What to do: Could you write out the records below exactly as they appear?

Listed records:
========

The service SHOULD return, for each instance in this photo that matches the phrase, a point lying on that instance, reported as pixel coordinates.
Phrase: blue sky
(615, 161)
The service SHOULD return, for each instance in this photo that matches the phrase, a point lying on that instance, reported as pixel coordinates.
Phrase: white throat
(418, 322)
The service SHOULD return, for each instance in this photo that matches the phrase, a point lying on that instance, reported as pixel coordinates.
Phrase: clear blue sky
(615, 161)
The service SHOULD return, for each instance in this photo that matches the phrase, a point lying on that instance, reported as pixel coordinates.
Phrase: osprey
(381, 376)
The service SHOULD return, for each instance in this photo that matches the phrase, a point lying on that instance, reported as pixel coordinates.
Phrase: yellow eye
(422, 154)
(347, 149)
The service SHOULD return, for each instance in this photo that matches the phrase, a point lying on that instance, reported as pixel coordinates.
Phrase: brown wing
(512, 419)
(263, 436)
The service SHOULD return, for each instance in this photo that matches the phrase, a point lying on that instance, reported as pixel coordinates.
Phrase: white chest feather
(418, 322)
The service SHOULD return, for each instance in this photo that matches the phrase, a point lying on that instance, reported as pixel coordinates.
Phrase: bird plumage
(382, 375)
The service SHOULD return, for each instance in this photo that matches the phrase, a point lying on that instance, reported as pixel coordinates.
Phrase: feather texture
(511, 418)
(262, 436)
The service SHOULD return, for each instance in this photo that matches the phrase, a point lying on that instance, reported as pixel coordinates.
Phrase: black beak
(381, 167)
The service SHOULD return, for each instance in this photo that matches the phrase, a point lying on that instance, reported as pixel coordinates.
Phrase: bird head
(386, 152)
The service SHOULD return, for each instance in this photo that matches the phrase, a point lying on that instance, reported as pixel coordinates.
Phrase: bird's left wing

========

Result of the exercise:
The service SHOULD return, for each instance in this photo that matches the phrase, a point lying on that instance, reported as pixel coordinates.
Phrase: blue sky
(615, 161)
The service SHOULD return, for each instance in this photo that matches the phrase, a point lying on that instance, reported as pixel coordinates.
Phrase: white throat
(418, 322)
The service SHOULD return, for each instance in this photo that matches the phrase, a point lying on that instance, reported as pixel coordinates.
Phrase: clear blue sky
(615, 161)
The service SHOULD return, for each instance in this photo that matches the phrase, a point lying on that instance, reported as pixel coordinates.
Phrase: osprey
(381, 376)
The service SHOULD return, for each instance in this photo that matches the phrase, a point lying on that instance, reported as pixel coordinates.
Phrase: yellow eye
(422, 154)
(347, 149)
The service SHOULD return, for each instance in this photo that matches the phrase, a point lying on that instance, reported as pixel coordinates.
Phrase: brown wing
(512, 419)
(263, 436)
The service SHOULD return, for each instance in this photo that matches the phrase, a point lying on that instance, reported as pixel coordinates.
Phrase: white chest feather
(418, 322)
The service SHOULD return, for each instance in this photo that matches the phrase, a point lying on that instance, reported as pixel coordinates.
Phrase: bird plumage
(382, 375)
The service SHOULD return, for each instance in this photo that matches the phrase, a point lying on that instance, reported as pixel coordinates.
Phrase: feather texture
(511, 418)
(262, 436)
The service SHOULD return, for each instance in this photo that matches the phrase, a point lying on that instance, reported as pixel coordinates.
Phrase: black beak
(381, 167)
The service SHOULD return, for each instance in this photo that matches the phrase, a point lying on that instance, reported as pixel coordinates.
Phrase: bird head
(386, 152)
The service SHOULD return, for each instance in this photo that matches the phrase, a point lying on that instance, reported as pixel coordinates.
Phrase: bird's left wing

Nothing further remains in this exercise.